**EXCERPTED RECORDS**
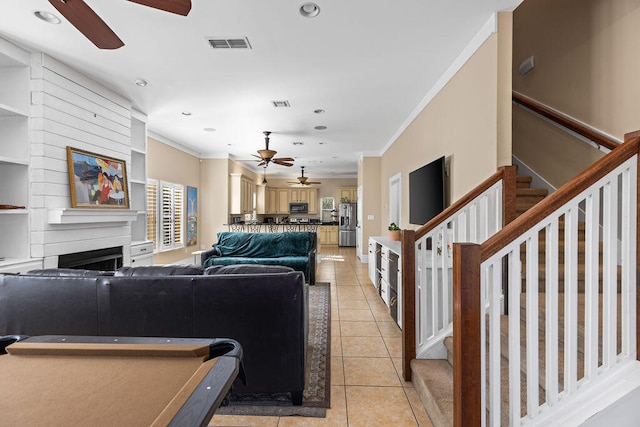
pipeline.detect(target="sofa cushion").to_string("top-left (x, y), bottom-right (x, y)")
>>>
top-left (26, 268), bottom-right (113, 277)
top-left (213, 231), bottom-right (316, 258)
top-left (207, 256), bottom-right (309, 277)
top-left (204, 264), bottom-right (294, 276)
top-left (114, 265), bottom-right (203, 277)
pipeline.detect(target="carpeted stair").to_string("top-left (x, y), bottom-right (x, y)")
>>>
top-left (411, 177), bottom-right (619, 427)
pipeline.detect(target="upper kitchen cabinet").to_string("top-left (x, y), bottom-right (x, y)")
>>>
top-left (338, 187), bottom-right (358, 203)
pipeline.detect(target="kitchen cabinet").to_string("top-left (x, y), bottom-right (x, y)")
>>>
top-left (276, 188), bottom-right (289, 214)
top-left (319, 225), bottom-right (338, 245)
top-left (289, 188), bottom-right (309, 203)
top-left (367, 236), bottom-right (402, 328)
top-left (338, 187), bottom-right (358, 203)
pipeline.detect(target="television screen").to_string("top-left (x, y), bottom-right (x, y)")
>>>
top-left (409, 156), bottom-right (446, 225)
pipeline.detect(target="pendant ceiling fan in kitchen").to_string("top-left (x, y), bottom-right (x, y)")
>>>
top-left (253, 131), bottom-right (294, 167)
top-left (289, 166), bottom-right (322, 185)
top-left (49, 0), bottom-right (191, 49)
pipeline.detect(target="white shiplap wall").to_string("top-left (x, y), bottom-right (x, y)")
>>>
top-left (30, 53), bottom-right (131, 268)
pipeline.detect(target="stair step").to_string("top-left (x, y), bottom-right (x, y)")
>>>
top-left (411, 359), bottom-right (453, 427)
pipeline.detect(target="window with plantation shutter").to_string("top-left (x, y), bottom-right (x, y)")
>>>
top-left (147, 180), bottom-right (184, 251)
top-left (147, 179), bottom-right (158, 252)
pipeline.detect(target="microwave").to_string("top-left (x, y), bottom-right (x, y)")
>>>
top-left (289, 203), bottom-right (309, 214)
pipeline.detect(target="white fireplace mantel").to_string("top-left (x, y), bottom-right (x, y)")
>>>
top-left (48, 208), bottom-right (138, 224)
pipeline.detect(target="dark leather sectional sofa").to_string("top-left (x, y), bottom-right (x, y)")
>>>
top-left (0, 265), bottom-right (308, 404)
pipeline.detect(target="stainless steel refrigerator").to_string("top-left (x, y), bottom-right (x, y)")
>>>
top-left (338, 203), bottom-right (358, 246)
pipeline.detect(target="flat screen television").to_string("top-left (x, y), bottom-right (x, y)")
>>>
top-left (409, 156), bottom-right (446, 225)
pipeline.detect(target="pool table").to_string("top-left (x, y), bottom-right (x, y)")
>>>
top-left (0, 336), bottom-right (242, 426)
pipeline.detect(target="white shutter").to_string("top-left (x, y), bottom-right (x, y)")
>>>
top-left (159, 182), bottom-right (184, 251)
top-left (147, 180), bottom-right (158, 251)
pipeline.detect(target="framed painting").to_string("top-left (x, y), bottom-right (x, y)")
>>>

**WORK TO DO**
Copy every line of the stretch from the start of the material through the line containing "top-left (411, 177), bottom-right (619, 427)", multiplying each coordinate in the answers by 0.65 and rounding to whole numbers with halves going up. Give only those lines, and leave the pictures out.

**RESULT OF THIS TASK**
pipeline.detect(target="sofa cushion").to_string("top-left (x, y), bottom-right (x, y)")
>>>
top-left (17, 174), bottom-right (73, 180)
top-left (138, 150), bottom-right (205, 168)
top-left (135, 166), bottom-right (201, 180)
top-left (133, 172), bottom-right (191, 179)
top-left (74, 172), bottom-right (132, 180)
pipeline.detect(target="carpeted stair").to_string("top-left (x, y), bottom-right (x, y)")
>>>
top-left (267, 115), bottom-right (402, 278)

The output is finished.